== RECORD LIST ==
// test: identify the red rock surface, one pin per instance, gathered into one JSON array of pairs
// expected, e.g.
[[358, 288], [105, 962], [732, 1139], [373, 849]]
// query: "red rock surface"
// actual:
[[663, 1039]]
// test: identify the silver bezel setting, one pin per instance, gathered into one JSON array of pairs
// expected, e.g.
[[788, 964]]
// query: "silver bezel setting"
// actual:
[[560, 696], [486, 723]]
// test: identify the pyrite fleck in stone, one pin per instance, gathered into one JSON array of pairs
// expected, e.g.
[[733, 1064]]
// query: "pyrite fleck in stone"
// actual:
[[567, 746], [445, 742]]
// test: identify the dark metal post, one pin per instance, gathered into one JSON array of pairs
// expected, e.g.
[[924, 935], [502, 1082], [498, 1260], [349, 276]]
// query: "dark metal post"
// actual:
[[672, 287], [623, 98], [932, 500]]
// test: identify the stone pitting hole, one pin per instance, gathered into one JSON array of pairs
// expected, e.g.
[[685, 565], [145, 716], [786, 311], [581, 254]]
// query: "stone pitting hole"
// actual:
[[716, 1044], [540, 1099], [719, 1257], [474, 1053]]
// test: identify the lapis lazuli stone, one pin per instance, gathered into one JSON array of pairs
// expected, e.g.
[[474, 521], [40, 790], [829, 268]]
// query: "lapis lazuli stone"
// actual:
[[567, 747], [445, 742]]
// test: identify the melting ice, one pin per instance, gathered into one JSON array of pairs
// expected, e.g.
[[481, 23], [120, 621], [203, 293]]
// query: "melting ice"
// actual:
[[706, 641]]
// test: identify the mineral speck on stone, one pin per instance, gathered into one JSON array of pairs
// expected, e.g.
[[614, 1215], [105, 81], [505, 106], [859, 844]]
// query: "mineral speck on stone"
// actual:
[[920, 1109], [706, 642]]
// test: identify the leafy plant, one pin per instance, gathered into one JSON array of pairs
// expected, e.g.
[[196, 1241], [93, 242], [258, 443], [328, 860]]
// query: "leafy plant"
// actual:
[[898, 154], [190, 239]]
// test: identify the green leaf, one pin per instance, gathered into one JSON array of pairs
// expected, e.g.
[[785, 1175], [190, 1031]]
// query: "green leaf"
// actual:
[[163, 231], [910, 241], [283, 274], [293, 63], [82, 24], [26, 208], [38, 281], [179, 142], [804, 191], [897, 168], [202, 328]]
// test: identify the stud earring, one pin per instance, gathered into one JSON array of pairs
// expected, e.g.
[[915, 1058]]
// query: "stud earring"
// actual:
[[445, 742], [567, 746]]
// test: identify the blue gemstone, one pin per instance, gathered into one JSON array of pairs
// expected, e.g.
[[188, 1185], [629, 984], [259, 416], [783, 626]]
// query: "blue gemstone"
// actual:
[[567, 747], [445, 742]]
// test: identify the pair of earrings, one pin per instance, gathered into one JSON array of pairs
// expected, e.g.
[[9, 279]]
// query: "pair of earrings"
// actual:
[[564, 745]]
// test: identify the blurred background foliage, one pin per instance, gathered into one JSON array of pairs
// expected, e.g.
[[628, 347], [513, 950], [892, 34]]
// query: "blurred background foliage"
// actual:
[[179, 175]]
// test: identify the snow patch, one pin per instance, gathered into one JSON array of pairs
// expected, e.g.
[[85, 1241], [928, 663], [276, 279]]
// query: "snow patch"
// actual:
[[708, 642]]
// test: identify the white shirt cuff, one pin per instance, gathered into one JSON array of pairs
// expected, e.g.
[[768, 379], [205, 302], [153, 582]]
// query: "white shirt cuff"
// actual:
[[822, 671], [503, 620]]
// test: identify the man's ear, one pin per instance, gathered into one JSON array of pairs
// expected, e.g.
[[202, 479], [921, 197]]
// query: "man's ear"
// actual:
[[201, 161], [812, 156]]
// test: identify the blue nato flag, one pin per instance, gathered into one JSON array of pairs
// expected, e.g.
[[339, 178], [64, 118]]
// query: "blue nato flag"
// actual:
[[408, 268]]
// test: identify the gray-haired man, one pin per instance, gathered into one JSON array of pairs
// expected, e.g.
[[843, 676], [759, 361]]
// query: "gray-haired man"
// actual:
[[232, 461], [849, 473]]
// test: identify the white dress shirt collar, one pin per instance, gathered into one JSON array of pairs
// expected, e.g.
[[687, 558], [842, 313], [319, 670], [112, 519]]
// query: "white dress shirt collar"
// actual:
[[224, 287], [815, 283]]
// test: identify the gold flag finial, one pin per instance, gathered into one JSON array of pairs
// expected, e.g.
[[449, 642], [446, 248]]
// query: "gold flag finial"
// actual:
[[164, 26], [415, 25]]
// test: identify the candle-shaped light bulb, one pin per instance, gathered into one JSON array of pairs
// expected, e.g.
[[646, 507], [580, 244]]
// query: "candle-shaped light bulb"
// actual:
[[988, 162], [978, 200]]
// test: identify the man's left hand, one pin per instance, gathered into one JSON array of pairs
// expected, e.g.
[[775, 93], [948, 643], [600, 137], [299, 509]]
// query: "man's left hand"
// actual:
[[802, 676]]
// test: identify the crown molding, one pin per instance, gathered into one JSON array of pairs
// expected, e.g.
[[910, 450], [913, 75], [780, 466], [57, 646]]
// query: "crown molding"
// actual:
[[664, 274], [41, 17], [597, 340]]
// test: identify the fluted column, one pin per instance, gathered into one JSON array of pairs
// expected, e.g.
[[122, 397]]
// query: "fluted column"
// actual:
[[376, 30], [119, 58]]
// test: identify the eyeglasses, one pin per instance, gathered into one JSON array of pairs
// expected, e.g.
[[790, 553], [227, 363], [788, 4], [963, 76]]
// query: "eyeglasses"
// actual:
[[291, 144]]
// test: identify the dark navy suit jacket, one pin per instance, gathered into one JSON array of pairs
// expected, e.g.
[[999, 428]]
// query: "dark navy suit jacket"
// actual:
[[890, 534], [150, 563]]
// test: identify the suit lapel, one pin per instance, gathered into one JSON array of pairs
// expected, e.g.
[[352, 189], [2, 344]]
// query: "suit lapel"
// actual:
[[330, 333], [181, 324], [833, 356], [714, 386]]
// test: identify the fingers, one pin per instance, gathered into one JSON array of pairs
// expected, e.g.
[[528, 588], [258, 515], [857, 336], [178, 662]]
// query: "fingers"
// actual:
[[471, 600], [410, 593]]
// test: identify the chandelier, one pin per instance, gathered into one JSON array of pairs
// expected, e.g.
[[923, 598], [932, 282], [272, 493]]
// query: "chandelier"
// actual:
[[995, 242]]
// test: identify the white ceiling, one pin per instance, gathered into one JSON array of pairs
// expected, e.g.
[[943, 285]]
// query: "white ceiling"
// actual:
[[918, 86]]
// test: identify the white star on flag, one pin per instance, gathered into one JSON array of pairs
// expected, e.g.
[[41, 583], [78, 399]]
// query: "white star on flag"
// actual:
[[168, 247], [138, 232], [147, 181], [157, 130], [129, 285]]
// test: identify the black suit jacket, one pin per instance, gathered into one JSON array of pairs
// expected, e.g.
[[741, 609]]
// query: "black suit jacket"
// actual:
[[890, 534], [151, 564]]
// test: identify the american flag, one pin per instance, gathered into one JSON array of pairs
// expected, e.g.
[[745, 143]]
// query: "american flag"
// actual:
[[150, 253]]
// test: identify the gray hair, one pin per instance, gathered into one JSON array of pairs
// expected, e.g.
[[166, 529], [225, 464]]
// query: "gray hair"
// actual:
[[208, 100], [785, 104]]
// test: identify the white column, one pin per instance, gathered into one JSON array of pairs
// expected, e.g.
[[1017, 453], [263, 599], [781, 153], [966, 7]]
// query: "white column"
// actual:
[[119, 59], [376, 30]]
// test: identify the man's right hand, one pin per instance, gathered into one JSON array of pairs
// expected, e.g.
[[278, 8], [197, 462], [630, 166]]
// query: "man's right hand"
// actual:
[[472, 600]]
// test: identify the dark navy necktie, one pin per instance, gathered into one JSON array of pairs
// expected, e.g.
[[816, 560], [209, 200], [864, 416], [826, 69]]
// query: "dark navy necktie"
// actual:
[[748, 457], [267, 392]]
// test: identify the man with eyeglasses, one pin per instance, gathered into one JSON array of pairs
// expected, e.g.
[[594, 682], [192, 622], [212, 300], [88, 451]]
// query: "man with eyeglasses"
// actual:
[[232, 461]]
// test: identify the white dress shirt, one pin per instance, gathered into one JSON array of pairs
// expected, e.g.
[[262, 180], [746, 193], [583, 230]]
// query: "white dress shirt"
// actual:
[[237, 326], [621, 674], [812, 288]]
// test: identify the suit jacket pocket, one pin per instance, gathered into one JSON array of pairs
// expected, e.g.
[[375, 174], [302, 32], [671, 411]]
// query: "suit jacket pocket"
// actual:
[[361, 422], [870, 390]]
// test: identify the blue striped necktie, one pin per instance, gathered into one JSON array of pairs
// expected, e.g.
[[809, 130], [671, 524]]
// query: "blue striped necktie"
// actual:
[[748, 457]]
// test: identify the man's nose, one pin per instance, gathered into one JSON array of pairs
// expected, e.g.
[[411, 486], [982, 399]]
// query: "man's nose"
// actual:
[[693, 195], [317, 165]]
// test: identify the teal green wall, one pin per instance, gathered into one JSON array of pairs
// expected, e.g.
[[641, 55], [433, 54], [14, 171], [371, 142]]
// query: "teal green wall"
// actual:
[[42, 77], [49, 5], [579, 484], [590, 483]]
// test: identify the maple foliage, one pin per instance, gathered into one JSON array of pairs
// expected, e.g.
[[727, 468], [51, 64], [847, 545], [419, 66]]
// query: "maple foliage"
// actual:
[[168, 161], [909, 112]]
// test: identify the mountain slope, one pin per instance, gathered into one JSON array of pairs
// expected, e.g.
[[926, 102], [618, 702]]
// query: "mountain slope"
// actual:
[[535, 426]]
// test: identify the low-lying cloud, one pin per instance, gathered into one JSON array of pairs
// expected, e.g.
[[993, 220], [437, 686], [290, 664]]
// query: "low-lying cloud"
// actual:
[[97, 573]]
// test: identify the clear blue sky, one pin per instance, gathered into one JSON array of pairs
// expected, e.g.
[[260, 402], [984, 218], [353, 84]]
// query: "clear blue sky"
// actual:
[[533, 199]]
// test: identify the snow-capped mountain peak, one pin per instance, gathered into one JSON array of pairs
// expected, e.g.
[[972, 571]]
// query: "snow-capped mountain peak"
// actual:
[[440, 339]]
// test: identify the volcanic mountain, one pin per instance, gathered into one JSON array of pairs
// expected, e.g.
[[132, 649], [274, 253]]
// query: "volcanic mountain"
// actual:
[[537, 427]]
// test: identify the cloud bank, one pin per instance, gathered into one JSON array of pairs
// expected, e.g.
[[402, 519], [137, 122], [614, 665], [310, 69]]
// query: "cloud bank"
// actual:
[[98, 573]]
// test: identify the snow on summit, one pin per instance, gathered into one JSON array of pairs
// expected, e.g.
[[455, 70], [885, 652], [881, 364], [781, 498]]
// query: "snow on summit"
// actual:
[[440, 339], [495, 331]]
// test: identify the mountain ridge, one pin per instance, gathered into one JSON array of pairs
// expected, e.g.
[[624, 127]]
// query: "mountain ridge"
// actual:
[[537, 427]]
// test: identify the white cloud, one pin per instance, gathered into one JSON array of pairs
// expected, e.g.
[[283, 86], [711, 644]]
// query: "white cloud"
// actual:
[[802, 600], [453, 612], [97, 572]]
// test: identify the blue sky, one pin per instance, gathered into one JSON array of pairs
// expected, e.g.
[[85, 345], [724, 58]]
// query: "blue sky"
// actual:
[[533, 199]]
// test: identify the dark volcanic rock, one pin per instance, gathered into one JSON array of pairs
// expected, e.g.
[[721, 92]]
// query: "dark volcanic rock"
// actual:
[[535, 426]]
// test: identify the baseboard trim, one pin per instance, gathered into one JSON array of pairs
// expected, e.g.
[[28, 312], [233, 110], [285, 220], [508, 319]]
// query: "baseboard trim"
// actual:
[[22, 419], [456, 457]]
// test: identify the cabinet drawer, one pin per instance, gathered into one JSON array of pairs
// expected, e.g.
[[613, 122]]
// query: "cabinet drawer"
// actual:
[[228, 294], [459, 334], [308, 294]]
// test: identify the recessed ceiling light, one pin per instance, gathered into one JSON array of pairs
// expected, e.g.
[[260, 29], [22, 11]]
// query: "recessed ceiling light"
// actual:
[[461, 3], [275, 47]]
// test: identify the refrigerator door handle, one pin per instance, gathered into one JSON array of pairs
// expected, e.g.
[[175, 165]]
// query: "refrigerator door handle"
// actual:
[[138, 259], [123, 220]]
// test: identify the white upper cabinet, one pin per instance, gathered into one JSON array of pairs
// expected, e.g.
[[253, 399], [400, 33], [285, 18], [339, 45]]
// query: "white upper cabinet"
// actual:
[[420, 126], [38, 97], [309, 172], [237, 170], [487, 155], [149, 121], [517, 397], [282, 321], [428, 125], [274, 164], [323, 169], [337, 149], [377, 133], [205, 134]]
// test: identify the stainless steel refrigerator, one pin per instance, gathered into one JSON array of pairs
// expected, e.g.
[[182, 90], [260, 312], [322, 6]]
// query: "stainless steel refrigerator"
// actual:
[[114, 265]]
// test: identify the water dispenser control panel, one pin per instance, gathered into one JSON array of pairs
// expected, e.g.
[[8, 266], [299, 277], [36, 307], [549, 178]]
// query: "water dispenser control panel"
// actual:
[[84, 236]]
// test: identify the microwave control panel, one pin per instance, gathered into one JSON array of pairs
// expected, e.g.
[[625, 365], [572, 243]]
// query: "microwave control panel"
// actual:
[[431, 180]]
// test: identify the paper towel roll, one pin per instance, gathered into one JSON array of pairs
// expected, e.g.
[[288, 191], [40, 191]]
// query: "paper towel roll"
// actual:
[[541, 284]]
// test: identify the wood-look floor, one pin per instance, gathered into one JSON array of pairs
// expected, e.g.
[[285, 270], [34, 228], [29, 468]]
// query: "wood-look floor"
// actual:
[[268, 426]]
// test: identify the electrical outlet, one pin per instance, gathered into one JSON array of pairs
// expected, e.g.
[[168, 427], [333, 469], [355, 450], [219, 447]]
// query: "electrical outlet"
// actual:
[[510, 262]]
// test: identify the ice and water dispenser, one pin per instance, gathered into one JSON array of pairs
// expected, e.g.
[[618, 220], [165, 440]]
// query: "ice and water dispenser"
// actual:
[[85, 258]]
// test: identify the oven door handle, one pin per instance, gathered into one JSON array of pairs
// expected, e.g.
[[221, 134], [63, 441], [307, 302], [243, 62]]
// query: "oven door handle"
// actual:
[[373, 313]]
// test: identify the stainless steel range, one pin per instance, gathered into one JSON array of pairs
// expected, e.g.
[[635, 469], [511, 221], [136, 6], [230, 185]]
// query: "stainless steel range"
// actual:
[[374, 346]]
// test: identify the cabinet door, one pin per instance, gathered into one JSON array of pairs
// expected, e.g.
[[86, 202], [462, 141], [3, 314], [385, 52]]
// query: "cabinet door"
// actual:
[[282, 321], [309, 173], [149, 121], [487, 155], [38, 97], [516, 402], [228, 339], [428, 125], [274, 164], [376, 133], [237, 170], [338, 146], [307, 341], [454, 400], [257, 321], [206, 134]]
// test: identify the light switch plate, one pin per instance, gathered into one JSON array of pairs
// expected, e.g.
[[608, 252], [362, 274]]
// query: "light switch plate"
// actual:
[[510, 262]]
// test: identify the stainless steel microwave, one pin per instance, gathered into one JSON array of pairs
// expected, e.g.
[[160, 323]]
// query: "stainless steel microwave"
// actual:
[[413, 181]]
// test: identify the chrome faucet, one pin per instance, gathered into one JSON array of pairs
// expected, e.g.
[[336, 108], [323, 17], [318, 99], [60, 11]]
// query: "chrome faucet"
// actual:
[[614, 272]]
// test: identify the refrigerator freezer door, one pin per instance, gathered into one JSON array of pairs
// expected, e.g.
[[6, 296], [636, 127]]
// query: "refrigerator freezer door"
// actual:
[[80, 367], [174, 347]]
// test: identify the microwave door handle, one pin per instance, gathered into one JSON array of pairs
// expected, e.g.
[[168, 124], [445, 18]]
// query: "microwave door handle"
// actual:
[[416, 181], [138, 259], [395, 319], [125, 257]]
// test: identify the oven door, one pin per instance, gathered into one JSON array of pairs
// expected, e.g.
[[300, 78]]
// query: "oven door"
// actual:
===
_TASK PROMPT_: Render the lines of the records above as a Markdown table with two columns, "Row" for a running number and "Line" for the line itself, leaving out any blank lines. Begin at the line that contains "identify the pyrite" and stop after the line that contains "[[672, 287], [623, 98], [932, 500]]".

_EXPECTED OUTPUT_:
| Row | Line |
|---|---|
| 1 | // test: identify the pyrite fleck in stone, one pin per instance, gathered into one JSON array of pairs |
| 2 | // expected, e.g. |
| 3 | [[733, 1064]] |
| 4 | // query: "pyrite fleck in stone" |
| 5 | // actual: |
| 6 | [[567, 746], [445, 742]] |
| 7 | // test: identify the dark metal post, one pin per instance, gathered into one JSON array of pairs |
| 8 | // expected, e.g. |
| 9 | [[924, 935], [502, 1082], [498, 1260], [349, 276]] |
| 10 | // query: "dark metal post" |
| 11 | // actual: |
| 12 | [[672, 287], [623, 98], [932, 500]] |